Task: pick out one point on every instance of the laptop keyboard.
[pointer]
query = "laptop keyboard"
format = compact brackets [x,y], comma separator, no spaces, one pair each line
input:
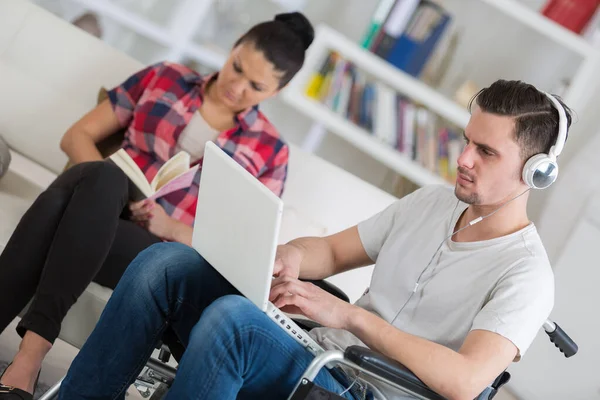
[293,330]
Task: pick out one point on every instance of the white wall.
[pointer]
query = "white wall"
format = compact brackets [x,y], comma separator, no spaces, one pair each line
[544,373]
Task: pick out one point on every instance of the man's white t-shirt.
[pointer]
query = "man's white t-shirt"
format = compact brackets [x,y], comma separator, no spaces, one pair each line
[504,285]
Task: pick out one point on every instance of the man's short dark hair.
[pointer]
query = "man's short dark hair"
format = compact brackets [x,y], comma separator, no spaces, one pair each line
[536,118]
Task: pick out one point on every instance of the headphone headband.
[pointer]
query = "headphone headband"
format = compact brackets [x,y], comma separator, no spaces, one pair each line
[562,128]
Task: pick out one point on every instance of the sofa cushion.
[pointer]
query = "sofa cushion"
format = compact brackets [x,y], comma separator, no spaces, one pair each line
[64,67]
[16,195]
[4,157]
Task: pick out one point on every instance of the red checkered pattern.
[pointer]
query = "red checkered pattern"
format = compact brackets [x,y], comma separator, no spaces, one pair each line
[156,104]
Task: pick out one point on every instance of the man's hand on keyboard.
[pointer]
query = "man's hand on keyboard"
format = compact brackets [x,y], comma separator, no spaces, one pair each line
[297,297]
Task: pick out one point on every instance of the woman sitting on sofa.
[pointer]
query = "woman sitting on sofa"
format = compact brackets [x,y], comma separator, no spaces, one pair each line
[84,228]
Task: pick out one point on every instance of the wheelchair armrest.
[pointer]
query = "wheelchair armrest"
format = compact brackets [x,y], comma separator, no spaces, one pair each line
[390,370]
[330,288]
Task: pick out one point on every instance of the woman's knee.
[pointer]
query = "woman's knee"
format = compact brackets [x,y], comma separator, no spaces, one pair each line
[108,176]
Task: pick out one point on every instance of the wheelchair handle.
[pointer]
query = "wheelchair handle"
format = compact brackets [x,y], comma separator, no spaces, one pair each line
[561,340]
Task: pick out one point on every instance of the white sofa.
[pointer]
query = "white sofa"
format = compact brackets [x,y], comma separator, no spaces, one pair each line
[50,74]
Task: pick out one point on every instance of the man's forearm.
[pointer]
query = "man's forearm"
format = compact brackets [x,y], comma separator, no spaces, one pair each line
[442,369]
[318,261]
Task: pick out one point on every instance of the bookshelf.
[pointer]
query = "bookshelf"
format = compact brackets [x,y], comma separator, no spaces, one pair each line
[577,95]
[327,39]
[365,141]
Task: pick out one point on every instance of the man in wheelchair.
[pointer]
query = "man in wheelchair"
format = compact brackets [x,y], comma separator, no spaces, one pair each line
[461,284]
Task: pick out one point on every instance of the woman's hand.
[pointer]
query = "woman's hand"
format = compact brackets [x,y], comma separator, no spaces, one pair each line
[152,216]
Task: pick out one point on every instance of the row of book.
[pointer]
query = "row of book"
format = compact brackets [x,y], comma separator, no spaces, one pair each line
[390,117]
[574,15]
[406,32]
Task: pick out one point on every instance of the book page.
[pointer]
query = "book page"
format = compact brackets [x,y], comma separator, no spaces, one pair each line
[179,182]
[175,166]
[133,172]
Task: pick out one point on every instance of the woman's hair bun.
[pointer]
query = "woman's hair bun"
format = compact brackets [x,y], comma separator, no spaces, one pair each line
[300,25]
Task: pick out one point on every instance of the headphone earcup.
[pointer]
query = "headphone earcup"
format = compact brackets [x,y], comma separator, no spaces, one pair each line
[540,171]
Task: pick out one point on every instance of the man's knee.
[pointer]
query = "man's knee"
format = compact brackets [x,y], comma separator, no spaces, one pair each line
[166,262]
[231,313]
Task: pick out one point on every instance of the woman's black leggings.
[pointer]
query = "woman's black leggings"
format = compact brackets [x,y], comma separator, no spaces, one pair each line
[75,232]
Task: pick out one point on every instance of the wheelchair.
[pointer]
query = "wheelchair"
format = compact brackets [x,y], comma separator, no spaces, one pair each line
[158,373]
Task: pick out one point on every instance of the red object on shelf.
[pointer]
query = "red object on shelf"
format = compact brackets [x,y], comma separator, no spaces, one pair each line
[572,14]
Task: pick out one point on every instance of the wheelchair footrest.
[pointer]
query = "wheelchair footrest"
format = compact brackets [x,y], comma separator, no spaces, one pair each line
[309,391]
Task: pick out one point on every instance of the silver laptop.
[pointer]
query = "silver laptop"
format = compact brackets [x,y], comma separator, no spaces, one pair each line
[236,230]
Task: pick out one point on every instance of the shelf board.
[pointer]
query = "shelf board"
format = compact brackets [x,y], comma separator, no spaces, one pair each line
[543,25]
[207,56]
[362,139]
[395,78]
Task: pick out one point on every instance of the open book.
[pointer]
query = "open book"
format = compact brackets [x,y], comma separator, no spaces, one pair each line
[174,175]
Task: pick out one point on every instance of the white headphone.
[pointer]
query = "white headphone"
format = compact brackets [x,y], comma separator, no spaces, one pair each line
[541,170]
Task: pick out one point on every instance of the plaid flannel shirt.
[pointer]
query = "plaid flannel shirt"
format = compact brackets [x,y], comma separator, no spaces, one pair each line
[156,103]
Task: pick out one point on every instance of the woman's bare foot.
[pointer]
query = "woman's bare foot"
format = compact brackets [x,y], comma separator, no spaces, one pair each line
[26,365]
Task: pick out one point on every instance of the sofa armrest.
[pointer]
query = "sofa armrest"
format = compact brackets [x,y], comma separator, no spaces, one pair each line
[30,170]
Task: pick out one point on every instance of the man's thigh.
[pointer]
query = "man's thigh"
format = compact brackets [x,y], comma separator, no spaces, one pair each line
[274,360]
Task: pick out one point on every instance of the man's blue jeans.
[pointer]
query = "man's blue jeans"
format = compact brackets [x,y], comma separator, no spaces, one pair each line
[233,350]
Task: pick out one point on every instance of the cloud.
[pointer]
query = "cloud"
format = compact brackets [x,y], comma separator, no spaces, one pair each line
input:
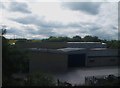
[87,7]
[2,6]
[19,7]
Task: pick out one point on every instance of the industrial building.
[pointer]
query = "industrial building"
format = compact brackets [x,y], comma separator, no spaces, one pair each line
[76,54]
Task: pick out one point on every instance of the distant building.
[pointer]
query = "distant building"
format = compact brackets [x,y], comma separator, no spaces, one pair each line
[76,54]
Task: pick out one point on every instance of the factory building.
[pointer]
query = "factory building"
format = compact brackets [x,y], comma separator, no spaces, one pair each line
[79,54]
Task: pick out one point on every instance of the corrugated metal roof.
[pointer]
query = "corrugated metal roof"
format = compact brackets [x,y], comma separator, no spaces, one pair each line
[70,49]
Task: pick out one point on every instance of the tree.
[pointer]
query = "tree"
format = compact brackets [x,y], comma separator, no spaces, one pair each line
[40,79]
---
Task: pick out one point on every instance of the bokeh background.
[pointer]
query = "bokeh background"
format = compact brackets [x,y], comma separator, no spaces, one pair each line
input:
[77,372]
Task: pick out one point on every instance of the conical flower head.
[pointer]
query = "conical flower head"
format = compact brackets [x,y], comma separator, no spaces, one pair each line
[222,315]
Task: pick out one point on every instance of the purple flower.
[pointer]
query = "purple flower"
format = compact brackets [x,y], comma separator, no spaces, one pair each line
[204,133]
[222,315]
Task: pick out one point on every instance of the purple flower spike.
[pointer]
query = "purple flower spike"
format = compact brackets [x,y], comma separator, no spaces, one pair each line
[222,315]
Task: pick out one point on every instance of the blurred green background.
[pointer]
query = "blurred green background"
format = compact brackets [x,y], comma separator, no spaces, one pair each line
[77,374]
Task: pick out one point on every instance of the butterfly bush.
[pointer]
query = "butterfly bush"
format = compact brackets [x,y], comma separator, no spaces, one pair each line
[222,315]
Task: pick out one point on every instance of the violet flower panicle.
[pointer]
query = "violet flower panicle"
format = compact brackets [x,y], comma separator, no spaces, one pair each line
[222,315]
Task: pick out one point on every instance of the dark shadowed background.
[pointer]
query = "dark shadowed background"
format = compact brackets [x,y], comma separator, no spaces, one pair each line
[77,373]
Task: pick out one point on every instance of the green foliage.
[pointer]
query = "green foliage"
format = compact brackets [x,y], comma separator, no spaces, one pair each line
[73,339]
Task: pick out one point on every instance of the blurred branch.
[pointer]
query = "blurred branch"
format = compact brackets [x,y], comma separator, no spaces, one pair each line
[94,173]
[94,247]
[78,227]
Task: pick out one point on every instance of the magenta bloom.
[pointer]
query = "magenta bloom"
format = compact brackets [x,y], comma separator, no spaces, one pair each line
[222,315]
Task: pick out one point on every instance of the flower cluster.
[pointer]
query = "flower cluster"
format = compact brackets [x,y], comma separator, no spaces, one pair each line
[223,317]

Exercise directions
Please report every line above that contains the word "laptop", matching case exactly.

Answer to the task
Task: pick out one point on every instance of the laptop keyboard.
query = "laptop keyboard"
Task: pick out one point on every instance of the silver laptop.
query = "silver laptop"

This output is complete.